Stored dataset entries:
..............................

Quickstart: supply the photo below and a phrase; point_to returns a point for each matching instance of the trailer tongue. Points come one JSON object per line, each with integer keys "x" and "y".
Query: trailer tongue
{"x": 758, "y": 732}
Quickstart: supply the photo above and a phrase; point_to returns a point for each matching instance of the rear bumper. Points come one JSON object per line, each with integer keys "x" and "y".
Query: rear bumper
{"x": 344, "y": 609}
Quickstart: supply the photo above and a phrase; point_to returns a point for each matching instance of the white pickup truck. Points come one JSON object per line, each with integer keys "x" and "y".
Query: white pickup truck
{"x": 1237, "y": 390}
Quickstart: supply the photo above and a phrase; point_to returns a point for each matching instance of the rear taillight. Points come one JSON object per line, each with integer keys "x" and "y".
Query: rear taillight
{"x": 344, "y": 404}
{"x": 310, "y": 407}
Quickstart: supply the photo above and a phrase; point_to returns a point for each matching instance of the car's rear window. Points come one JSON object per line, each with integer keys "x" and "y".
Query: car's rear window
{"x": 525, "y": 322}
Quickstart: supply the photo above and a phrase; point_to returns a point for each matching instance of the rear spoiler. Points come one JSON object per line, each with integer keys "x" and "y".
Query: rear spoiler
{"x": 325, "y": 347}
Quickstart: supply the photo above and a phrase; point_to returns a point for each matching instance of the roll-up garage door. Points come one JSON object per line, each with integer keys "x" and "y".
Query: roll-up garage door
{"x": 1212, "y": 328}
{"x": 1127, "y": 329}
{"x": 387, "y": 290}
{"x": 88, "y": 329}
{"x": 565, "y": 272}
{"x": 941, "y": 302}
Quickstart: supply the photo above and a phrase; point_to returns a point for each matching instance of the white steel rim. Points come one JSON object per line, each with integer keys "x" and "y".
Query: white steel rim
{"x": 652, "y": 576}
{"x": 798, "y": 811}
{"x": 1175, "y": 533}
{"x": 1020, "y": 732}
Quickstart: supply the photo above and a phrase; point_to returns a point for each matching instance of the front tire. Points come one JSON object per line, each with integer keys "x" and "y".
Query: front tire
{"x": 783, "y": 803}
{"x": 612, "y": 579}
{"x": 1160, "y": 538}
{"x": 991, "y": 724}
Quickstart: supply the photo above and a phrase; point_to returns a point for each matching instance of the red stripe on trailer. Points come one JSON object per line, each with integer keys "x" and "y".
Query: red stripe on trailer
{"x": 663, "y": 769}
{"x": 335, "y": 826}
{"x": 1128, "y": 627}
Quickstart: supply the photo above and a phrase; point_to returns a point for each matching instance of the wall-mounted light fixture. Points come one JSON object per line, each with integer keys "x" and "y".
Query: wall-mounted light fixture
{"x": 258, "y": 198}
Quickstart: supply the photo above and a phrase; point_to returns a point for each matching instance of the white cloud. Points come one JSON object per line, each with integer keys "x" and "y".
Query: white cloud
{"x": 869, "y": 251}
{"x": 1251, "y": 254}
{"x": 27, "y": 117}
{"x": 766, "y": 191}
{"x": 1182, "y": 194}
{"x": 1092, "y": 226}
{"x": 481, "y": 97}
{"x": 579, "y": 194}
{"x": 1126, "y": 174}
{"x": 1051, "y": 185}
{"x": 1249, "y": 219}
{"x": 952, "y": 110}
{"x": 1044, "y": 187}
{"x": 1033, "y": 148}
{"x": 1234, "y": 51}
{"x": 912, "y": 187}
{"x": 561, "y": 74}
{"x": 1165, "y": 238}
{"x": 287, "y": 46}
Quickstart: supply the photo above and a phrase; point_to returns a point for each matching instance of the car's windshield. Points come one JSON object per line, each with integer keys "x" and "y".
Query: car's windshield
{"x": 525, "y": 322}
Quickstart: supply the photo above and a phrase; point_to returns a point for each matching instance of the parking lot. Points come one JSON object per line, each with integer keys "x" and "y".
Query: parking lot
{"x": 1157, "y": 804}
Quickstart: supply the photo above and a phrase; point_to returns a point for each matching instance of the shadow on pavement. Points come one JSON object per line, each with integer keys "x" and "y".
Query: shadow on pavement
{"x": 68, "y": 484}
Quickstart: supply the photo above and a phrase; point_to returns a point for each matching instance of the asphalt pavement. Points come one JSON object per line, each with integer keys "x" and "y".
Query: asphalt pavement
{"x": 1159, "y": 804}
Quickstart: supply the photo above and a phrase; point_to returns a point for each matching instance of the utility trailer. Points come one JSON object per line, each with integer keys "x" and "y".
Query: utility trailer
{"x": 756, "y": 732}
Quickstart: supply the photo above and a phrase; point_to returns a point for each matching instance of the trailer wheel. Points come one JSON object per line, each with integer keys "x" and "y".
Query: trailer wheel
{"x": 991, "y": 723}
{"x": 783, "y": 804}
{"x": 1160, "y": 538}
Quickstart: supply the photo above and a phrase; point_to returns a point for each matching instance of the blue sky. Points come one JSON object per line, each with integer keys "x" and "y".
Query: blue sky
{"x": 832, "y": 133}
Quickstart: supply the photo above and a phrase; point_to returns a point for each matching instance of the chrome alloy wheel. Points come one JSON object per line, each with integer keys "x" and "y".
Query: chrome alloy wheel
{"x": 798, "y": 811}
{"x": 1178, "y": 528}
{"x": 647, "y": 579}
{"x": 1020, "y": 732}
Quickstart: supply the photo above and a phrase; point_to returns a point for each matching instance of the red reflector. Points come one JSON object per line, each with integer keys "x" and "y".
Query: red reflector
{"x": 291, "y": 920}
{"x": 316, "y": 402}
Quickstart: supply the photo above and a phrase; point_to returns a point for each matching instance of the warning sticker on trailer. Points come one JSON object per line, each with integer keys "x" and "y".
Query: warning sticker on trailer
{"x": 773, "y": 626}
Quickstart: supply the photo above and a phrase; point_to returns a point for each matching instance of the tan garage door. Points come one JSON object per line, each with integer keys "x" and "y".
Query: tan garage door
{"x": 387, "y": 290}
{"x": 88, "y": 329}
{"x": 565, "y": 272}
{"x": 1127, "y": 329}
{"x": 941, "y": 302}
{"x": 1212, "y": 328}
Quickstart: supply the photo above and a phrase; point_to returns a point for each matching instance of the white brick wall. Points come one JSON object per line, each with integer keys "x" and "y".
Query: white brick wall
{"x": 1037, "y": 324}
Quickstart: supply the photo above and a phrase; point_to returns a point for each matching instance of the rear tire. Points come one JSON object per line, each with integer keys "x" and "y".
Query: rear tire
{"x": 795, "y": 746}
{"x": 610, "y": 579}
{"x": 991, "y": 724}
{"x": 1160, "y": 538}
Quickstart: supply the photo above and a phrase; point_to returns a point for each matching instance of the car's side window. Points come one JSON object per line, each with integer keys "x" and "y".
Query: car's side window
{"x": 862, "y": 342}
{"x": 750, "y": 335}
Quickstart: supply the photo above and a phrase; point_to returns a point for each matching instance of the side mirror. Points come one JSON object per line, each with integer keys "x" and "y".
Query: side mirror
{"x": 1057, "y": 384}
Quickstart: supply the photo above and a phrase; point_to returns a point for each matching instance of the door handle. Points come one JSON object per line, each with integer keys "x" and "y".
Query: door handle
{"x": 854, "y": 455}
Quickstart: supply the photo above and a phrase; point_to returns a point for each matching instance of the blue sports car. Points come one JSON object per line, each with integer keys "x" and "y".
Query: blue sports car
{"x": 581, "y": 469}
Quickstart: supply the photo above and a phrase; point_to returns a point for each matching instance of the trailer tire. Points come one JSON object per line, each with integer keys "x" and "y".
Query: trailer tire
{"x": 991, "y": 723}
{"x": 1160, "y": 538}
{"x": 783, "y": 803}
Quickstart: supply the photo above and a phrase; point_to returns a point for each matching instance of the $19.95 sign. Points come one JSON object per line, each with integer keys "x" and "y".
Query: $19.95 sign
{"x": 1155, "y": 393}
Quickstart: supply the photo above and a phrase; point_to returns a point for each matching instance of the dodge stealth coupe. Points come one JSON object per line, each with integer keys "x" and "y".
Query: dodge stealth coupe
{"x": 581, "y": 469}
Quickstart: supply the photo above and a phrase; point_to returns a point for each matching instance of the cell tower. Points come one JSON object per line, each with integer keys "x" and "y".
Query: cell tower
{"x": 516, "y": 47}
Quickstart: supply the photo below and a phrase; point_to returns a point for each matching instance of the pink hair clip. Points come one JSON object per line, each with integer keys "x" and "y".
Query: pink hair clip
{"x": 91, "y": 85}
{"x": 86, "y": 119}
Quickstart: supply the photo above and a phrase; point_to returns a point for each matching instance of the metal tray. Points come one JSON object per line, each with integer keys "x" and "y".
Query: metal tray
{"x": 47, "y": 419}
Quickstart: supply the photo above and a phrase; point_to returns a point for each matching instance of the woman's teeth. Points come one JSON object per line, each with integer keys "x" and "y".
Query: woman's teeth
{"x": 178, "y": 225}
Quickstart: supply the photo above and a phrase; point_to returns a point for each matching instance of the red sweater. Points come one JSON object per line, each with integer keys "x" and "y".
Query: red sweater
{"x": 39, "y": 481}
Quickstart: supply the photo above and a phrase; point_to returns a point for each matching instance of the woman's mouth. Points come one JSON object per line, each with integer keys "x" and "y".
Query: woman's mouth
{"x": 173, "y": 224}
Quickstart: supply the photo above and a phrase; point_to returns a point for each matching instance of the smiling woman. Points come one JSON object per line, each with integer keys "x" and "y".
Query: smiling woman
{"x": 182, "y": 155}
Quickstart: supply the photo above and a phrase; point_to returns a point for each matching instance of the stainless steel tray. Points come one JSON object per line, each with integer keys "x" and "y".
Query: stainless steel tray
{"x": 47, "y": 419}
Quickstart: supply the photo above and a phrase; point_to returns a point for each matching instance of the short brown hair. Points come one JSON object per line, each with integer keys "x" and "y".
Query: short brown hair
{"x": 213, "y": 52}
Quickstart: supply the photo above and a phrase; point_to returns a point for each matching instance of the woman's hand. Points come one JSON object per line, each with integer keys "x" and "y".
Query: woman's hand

..............................

=== Task description ===
Rescale the data starting with the line containing "of the cell" and going on through the end of the data. Reproduce every one of those lines, requests included, with each x and y coordinate in the answers multiplied by 0.95 and rounded to a whole number, halves rounded up.

=== Result of the exercise ===
Quickstart: supply the photo above and a phrase; point_to returns a point for each matching instance of the cell tower. Points come one JSON object per line, each with integer keys "x" and "y".
Query: cell tower
{"x": 490, "y": 45}
Quickstart: supply the photo below and a phrase; point_to returns a point for each matching instance of the pink hair clip. Points come one JSON object per line, each with integer keys "x" and "y".
Query: pink hair clip
{"x": 86, "y": 81}
{"x": 82, "y": 113}
Quickstart: supply the photo above and a phrase; point_to returns a point for each matching instance of the metal tray. Points come one JSON object per line, each with integer keys "x" and "y".
Query: metal tray
{"x": 45, "y": 398}
Quickstart: supply the photo above and a phrase; point_to returns a point for each matching instance of the woman's teeth. Points come one JSON object per line, each with integer keys "x" and "y".
Query: woman's teeth
{"x": 169, "y": 214}
Quickstart: supply the photo above and a phrase; point_to returns a point for each matching instance of the red sweater. Points come one JSON object per line, each with integer keys "x" and "y".
Query: red sweater
{"x": 37, "y": 457}
Quickstart: supply the photo above and a phrase; point_to returns a point for each matching instance of the woman's mouth. Points come one JSON object per line, each with integer keys "x" and "y".
Query: woman's mouth
{"x": 164, "y": 213}
Quickstart: supply the photo above and a phrase; point_to returns a point for each matching instance of the smiling woman. Points come one JSON object per line, each with integer keys "x" and "y".
Query: smiling woman
{"x": 173, "y": 147}
Quickstart: supply the photo above and a phrase; point_to returns a point for each matching instance of the stainless steel tray. Points come one JSON object per line, each with integer keys "x" and "y".
Query: stainless steel tray
{"x": 45, "y": 398}
Quickstart: supply the photo above and a phrase; point_to returns a point for each matching instance of the short brown hair. Points come one JSON object per line, each with integer keys "x" and "y".
Query: short brown hair
{"x": 202, "y": 49}
Quickstart: supply the photo above and a phrase; point_to returns a point for each matching instance of the woman's hand. Points come one JSON object per line, each with integer keys "x" and "y".
Query: woman's hand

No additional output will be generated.